BEGIN DATA EXTRACT
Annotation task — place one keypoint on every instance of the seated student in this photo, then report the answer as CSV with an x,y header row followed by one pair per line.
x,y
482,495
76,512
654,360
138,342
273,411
END DATA EXTRACT
--- ABOUT THIS EXERCISE ---
Reproduce the data in full, exactly.

--- RESPONSE ---
Annotation task — place one keypoint on every instance of the seated student in this photo, then report the answer as CSV with an x,y header row followed by one pair per line.
x,y
482,495
76,512
654,360
138,342
273,411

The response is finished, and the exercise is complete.